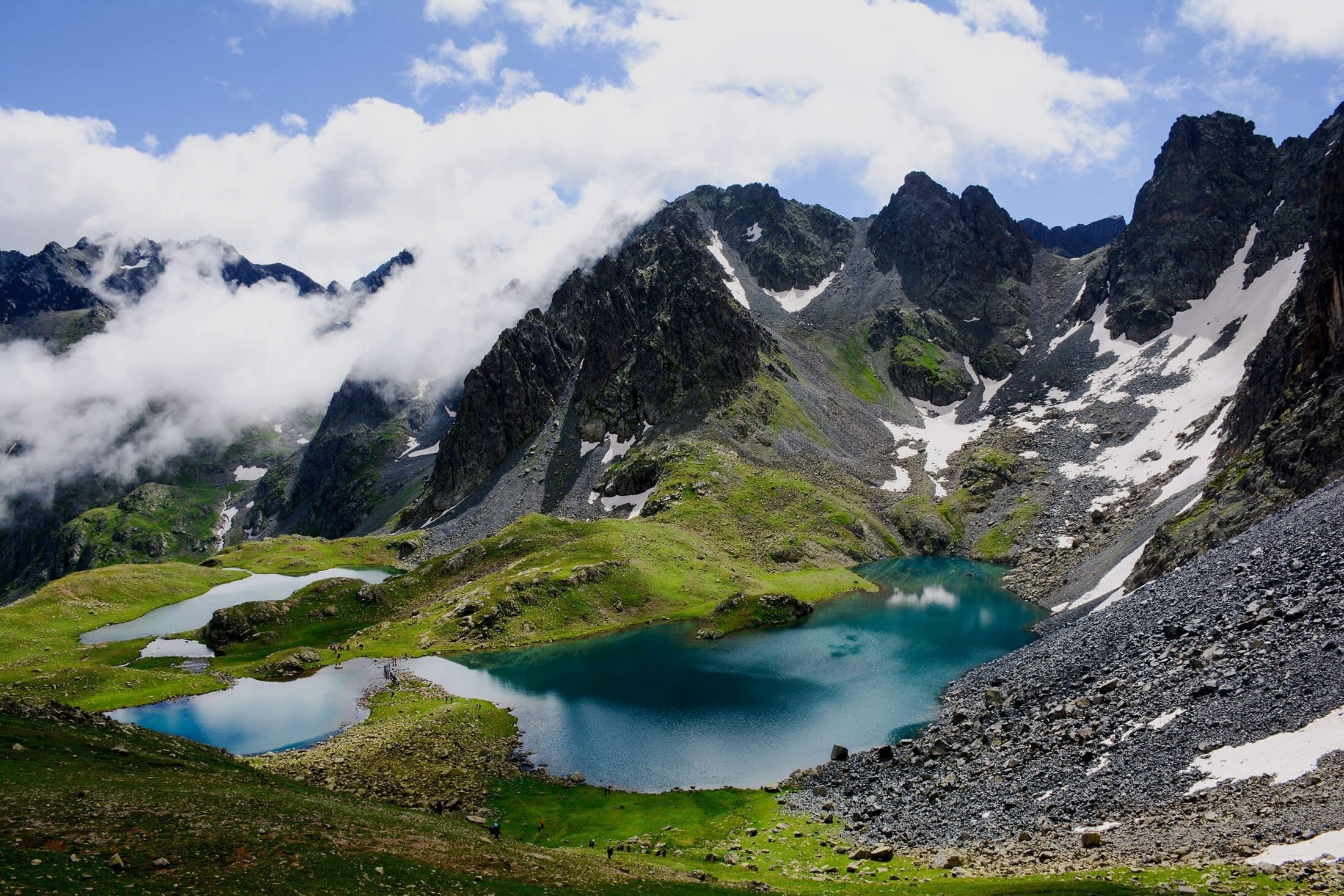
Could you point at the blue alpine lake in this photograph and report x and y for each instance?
(652, 708)
(194, 613)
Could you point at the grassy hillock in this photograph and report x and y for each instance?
(152, 524)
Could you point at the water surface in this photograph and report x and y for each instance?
(651, 708)
(194, 613)
(258, 716)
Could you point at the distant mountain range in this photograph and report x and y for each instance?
(955, 368)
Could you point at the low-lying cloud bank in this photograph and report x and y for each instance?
(523, 184)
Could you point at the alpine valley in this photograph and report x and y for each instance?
(751, 414)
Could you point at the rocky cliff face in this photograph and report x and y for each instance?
(785, 244)
(966, 268)
(358, 462)
(1214, 180)
(54, 280)
(1077, 241)
(647, 333)
(1285, 429)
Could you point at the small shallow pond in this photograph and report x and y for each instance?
(194, 613)
(652, 708)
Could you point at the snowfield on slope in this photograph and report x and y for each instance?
(731, 275)
(795, 300)
(1287, 756)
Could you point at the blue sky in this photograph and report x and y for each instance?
(172, 69)
(509, 142)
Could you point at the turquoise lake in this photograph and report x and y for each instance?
(194, 613)
(651, 708)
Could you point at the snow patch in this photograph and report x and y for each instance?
(1205, 354)
(899, 484)
(734, 286)
(620, 500)
(1288, 756)
(1166, 719)
(1097, 829)
(940, 434)
(616, 448)
(991, 390)
(1104, 501)
(1328, 845)
(1112, 583)
(226, 523)
(795, 300)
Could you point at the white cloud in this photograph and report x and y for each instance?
(1015, 15)
(1172, 89)
(458, 66)
(311, 10)
(456, 11)
(549, 22)
(709, 95)
(1292, 29)
(1156, 41)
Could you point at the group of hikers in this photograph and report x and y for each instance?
(610, 850)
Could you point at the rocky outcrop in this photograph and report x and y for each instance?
(785, 244)
(337, 483)
(1285, 429)
(54, 280)
(1214, 179)
(1098, 726)
(1077, 241)
(963, 257)
(965, 266)
(644, 335)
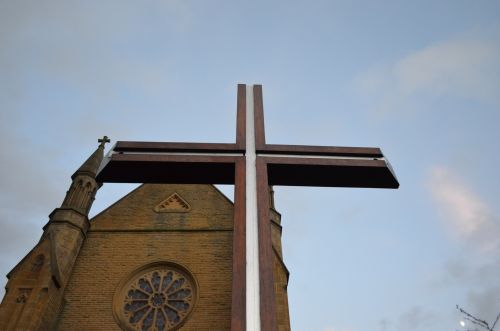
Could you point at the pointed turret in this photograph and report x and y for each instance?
(36, 285)
(81, 194)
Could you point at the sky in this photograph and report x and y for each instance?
(419, 79)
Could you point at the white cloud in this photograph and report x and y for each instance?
(466, 67)
(465, 214)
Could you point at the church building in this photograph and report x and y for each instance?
(158, 259)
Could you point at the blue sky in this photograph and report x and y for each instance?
(420, 79)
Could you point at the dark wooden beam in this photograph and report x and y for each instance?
(175, 169)
(175, 147)
(373, 152)
(330, 172)
(238, 302)
(266, 257)
(260, 135)
(241, 109)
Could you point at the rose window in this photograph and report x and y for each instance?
(158, 297)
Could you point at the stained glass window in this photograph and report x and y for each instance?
(157, 297)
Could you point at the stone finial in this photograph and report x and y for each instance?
(90, 166)
(103, 141)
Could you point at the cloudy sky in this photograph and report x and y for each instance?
(420, 79)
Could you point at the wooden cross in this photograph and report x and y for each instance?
(251, 165)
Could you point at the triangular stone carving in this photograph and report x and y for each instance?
(173, 204)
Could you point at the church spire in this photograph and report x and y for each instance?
(81, 193)
(92, 164)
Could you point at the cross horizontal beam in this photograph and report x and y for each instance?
(165, 168)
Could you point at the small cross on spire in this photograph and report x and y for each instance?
(103, 141)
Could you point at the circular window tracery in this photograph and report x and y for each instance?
(157, 297)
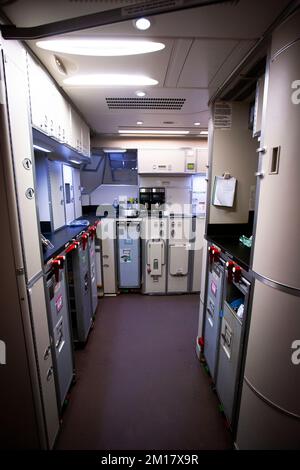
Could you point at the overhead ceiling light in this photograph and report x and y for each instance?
(152, 131)
(140, 93)
(100, 47)
(142, 24)
(42, 149)
(110, 80)
(60, 65)
(114, 150)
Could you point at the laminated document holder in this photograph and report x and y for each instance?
(224, 191)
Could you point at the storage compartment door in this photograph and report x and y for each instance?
(155, 257)
(68, 193)
(179, 258)
(57, 194)
(77, 193)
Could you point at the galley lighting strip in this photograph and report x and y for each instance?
(42, 149)
(152, 131)
(98, 47)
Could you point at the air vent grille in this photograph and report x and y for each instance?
(168, 104)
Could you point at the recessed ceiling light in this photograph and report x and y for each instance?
(142, 24)
(109, 80)
(100, 47)
(152, 131)
(140, 93)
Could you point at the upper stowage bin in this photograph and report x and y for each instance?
(286, 34)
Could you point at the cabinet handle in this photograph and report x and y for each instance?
(49, 373)
(47, 353)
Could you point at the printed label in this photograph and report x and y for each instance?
(213, 288)
(126, 256)
(59, 303)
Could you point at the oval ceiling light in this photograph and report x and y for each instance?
(110, 80)
(100, 47)
(142, 24)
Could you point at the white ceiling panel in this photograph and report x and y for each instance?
(203, 62)
(178, 56)
(237, 54)
(246, 19)
(203, 46)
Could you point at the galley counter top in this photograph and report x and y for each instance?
(61, 237)
(234, 248)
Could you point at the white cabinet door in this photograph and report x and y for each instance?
(38, 96)
(161, 161)
(77, 193)
(86, 140)
(76, 138)
(68, 193)
(20, 131)
(57, 194)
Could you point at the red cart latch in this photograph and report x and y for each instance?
(72, 247)
(56, 265)
(234, 271)
(84, 240)
(214, 254)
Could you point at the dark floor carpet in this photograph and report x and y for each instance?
(140, 384)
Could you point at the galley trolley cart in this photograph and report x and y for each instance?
(232, 339)
(59, 326)
(128, 236)
(79, 282)
(213, 310)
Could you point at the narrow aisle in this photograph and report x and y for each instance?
(140, 385)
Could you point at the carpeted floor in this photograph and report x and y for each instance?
(140, 384)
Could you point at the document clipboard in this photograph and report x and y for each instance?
(224, 191)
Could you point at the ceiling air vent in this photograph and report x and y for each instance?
(168, 104)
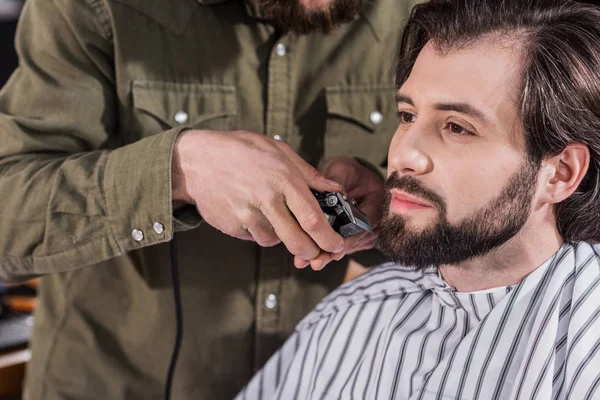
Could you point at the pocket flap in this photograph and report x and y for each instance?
(366, 105)
(200, 102)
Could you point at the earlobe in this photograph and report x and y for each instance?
(569, 169)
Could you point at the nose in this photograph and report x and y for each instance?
(408, 151)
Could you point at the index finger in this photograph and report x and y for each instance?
(309, 215)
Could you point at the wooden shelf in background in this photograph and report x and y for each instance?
(12, 371)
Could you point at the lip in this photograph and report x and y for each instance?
(401, 201)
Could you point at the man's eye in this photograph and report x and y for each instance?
(406, 118)
(458, 130)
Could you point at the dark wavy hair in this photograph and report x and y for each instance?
(559, 100)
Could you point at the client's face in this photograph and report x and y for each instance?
(459, 182)
(305, 16)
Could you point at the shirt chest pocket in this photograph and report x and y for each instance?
(361, 121)
(159, 106)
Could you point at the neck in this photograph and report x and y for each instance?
(509, 264)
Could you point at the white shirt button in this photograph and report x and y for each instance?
(158, 227)
(281, 50)
(271, 301)
(376, 117)
(181, 117)
(137, 235)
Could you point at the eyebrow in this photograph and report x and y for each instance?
(463, 108)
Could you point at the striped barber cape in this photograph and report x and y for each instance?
(395, 333)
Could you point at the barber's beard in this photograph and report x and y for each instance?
(444, 243)
(292, 15)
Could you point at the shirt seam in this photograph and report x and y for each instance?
(102, 16)
(57, 331)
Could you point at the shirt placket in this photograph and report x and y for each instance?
(273, 261)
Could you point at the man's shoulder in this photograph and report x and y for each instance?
(381, 283)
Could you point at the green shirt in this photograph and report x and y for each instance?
(87, 125)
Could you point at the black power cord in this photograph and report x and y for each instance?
(178, 317)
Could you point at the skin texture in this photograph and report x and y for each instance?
(467, 159)
(264, 196)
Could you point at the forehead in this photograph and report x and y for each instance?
(485, 74)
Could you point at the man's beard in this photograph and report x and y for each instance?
(291, 15)
(444, 243)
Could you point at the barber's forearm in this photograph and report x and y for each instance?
(63, 213)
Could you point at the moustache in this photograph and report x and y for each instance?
(413, 186)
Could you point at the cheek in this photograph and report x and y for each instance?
(474, 182)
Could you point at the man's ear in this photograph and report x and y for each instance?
(565, 172)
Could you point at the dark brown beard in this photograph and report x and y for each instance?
(445, 243)
(291, 15)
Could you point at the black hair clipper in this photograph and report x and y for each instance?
(342, 213)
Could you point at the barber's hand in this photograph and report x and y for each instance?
(367, 189)
(253, 187)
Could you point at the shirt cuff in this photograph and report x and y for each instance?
(137, 187)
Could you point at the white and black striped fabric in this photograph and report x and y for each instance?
(395, 333)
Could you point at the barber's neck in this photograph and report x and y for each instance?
(508, 265)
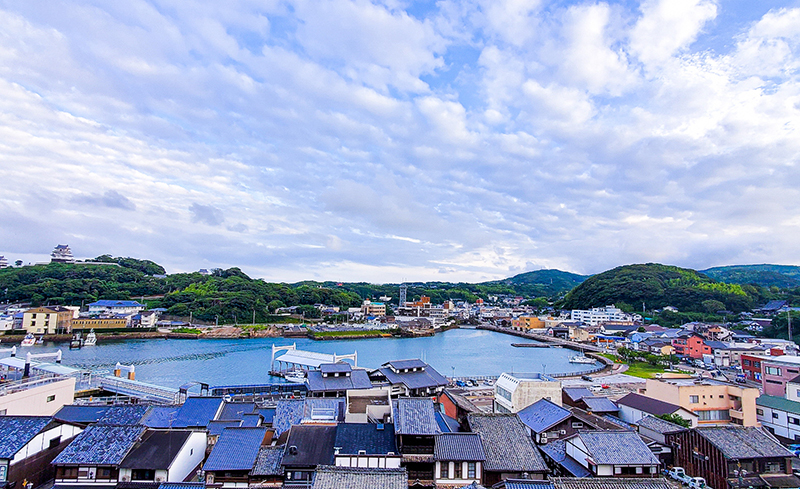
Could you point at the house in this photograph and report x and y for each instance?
(164, 456)
(722, 454)
(267, 471)
(47, 320)
(409, 378)
(307, 448)
(513, 392)
(335, 379)
(416, 429)
(27, 446)
(366, 445)
(459, 459)
(633, 407)
(510, 452)
(93, 458)
(328, 477)
(713, 401)
(234, 456)
(115, 307)
(612, 454)
(779, 416)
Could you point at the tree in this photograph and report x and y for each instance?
(674, 418)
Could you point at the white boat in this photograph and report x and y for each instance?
(298, 376)
(91, 339)
(29, 340)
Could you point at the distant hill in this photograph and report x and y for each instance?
(762, 275)
(659, 286)
(542, 283)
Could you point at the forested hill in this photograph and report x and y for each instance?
(781, 276)
(658, 286)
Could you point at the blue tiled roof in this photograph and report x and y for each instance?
(358, 379)
(414, 416)
(81, 414)
(235, 410)
(617, 448)
(236, 449)
(446, 423)
(160, 416)
(100, 445)
(197, 411)
(113, 303)
(542, 415)
(557, 452)
(459, 446)
(16, 431)
(353, 437)
(124, 415)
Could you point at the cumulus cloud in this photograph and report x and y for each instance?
(357, 140)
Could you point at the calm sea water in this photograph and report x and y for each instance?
(463, 352)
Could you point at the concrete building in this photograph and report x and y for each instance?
(714, 402)
(514, 392)
(47, 320)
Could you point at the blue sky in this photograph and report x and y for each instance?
(395, 140)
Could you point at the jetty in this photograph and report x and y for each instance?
(295, 359)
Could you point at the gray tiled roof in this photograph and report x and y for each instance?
(506, 442)
(610, 483)
(542, 415)
(268, 461)
(236, 449)
(616, 448)
(373, 438)
(743, 442)
(100, 445)
(659, 425)
(599, 404)
(330, 477)
(557, 452)
(459, 447)
(17, 431)
(414, 416)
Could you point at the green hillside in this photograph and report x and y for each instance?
(781, 276)
(658, 286)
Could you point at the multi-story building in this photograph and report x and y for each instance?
(599, 315)
(714, 402)
(773, 372)
(47, 320)
(514, 392)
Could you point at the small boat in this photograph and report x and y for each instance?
(296, 376)
(91, 339)
(29, 340)
(581, 359)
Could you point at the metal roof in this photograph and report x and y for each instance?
(332, 477)
(616, 448)
(100, 445)
(507, 444)
(414, 416)
(459, 447)
(17, 431)
(236, 449)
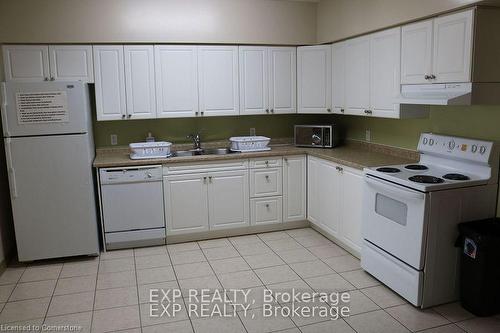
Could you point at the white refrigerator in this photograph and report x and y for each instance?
(47, 132)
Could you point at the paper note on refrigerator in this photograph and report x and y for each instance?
(42, 107)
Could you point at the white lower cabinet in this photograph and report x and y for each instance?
(335, 199)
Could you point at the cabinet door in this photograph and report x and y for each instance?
(282, 79)
(357, 75)
(314, 79)
(71, 63)
(385, 65)
(253, 80)
(26, 63)
(228, 199)
(338, 78)
(218, 80)
(416, 52)
(453, 47)
(294, 188)
(351, 201)
(140, 81)
(176, 80)
(109, 74)
(186, 203)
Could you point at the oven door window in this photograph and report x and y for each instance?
(391, 209)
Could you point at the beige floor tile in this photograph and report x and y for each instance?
(183, 326)
(5, 292)
(11, 275)
(72, 269)
(453, 312)
(375, 322)
(72, 303)
(383, 296)
(329, 283)
(31, 290)
(360, 279)
(157, 274)
(187, 257)
(263, 260)
(116, 297)
(254, 322)
(311, 269)
(117, 265)
(211, 243)
(82, 319)
(116, 319)
(416, 319)
(221, 253)
(229, 265)
(298, 255)
(154, 290)
(218, 325)
(75, 285)
(24, 310)
(343, 263)
(481, 325)
(327, 251)
(197, 269)
(115, 254)
(337, 326)
(153, 261)
(116, 280)
(239, 280)
(276, 274)
(42, 272)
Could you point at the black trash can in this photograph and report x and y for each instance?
(480, 266)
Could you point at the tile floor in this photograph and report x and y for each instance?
(111, 293)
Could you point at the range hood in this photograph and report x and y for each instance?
(468, 93)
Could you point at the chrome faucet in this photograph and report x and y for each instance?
(196, 141)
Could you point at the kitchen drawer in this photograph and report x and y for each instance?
(272, 162)
(266, 211)
(266, 182)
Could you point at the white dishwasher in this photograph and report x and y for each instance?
(132, 206)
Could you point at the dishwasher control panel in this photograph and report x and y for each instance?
(130, 174)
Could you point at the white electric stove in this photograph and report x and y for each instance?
(411, 212)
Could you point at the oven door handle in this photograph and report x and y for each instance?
(394, 189)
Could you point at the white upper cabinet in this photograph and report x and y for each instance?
(357, 77)
(140, 81)
(254, 97)
(26, 63)
(385, 49)
(71, 63)
(438, 50)
(282, 79)
(218, 80)
(338, 77)
(109, 82)
(176, 68)
(452, 54)
(314, 80)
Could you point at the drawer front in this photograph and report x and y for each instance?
(266, 182)
(266, 162)
(266, 211)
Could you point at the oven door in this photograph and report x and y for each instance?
(395, 220)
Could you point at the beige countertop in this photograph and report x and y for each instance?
(354, 154)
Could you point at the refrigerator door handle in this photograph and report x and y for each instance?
(10, 169)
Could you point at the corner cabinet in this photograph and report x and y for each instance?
(335, 195)
(314, 79)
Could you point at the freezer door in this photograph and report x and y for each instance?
(52, 195)
(45, 108)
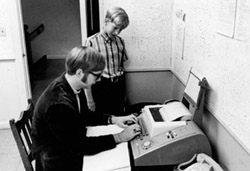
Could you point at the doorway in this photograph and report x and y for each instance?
(55, 27)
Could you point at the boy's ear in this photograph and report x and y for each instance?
(79, 72)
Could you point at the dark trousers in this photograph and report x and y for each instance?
(109, 95)
(49, 161)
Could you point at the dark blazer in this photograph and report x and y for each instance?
(60, 128)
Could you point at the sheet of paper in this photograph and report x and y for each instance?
(225, 14)
(175, 110)
(116, 159)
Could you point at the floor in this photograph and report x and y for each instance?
(10, 159)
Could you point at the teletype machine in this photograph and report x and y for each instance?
(170, 131)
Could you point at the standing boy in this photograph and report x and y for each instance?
(108, 95)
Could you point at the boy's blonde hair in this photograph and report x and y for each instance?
(118, 16)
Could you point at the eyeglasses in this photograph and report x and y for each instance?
(96, 75)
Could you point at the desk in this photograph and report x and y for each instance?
(116, 159)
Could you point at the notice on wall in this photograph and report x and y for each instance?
(242, 27)
(179, 34)
(225, 14)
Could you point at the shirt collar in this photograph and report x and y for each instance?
(107, 38)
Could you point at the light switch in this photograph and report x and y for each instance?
(2, 32)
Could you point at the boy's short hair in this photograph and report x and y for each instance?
(86, 58)
(118, 16)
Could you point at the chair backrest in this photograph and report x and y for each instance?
(21, 131)
(194, 95)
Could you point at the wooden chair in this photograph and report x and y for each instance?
(21, 130)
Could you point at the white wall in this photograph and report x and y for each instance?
(14, 86)
(224, 61)
(148, 36)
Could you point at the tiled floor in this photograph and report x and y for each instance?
(10, 159)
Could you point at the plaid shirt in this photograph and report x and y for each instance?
(113, 49)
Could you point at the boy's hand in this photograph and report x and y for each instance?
(128, 133)
(124, 121)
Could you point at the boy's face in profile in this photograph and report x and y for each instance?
(112, 29)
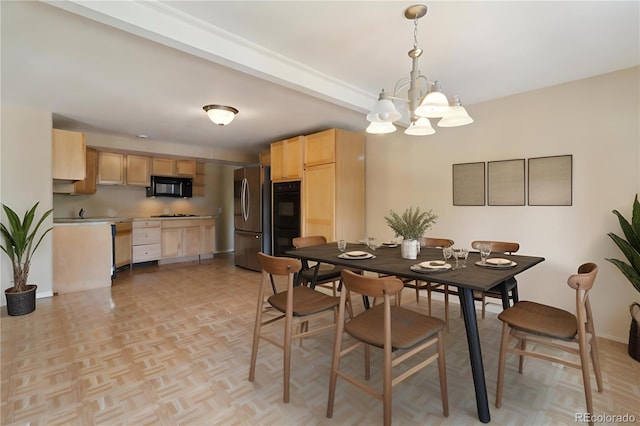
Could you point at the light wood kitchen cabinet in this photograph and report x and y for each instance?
(333, 195)
(180, 237)
(198, 181)
(163, 166)
(123, 244)
(138, 170)
(286, 159)
(145, 240)
(88, 184)
(68, 159)
(186, 168)
(208, 236)
(111, 168)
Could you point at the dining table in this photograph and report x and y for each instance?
(475, 276)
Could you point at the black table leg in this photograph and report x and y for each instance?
(475, 354)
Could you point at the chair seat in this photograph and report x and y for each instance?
(326, 272)
(407, 327)
(306, 301)
(541, 319)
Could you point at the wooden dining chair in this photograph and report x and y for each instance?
(543, 325)
(431, 286)
(320, 274)
(296, 305)
(511, 285)
(392, 328)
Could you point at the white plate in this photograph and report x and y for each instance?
(365, 256)
(498, 261)
(441, 268)
(433, 264)
(494, 266)
(356, 253)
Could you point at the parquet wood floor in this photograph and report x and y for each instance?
(171, 345)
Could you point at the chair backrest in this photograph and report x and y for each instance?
(436, 242)
(498, 246)
(310, 241)
(272, 265)
(371, 286)
(585, 277)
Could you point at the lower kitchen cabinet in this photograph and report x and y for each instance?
(180, 238)
(123, 243)
(145, 240)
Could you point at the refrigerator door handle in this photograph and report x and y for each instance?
(248, 200)
(242, 187)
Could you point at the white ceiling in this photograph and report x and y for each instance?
(290, 67)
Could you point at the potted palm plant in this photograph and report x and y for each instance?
(630, 247)
(411, 226)
(20, 242)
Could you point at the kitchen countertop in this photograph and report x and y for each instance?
(98, 220)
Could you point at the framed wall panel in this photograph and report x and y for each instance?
(550, 181)
(505, 181)
(468, 184)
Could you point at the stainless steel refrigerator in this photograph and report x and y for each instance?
(251, 215)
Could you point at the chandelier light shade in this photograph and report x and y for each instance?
(220, 114)
(423, 99)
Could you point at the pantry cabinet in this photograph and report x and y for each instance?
(333, 196)
(286, 159)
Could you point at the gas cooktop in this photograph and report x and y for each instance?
(176, 215)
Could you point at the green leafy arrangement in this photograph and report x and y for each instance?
(19, 239)
(412, 224)
(629, 247)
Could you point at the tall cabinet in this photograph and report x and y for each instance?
(333, 196)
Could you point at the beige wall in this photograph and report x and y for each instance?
(25, 177)
(596, 120)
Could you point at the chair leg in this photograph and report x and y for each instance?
(288, 330)
(387, 387)
(504, 341)
(523, 347)
(446, 306)
(586, 379)
(335, 359)
(442, 370)
(256, 332)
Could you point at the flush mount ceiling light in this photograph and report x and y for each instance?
(424, 98)
(220, 114)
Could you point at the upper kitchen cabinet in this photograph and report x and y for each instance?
(88, 185)
(333, 196)
(186, 168)
(173, 167)
(138, 170)
(286, 159)
(163, 167)
(68, 155)
(111, 168)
================================
GIVEN EXERCISE
Reproduce only those lines of the entries above that run from the line with "Could you point at the chair leg" to the final line.

OUTPUT OF THE TASK
Could you point at the chair leg in this photograph and report x and y for each instance?
(288, 330)
(387, 387)
(504, 341)
(523, 347)
(446, 306)
(586, 379)
(335, 359)
(442, 370)
(256, 332)
Could you point at the flush mount ceiling light in this photograph and report x and y for each instance?
(424, 98)
(220, 114)
Could you point at the upper kitchen cabinet in this photograph and report x and y for each instance?
(88, 185)
(333, 196)
(186, 168)
(173, 167)
(138, 170)
(286, 159)
(163, 167)
(68, 155)
(111, 168)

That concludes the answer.